AIM OF THE EXERCISE
Copy out each of the following rows word for word.

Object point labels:

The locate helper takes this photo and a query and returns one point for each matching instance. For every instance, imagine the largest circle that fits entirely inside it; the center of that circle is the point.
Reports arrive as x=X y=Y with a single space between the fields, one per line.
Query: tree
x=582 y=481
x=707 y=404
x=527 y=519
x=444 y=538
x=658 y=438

TASK ANSWER
The locate helper takes this photo and a query and returns one point for each matching instance. For every instance, imagine the largest circle that fits entirely inside it; the center of that circle is the point.
Reports arrive as x=X y=Y with a single space between the fields, one per line.
Query: tree
x=582 y=481
x=707 y=404
x=527 y=519
x=444 y=538
x=658 y=438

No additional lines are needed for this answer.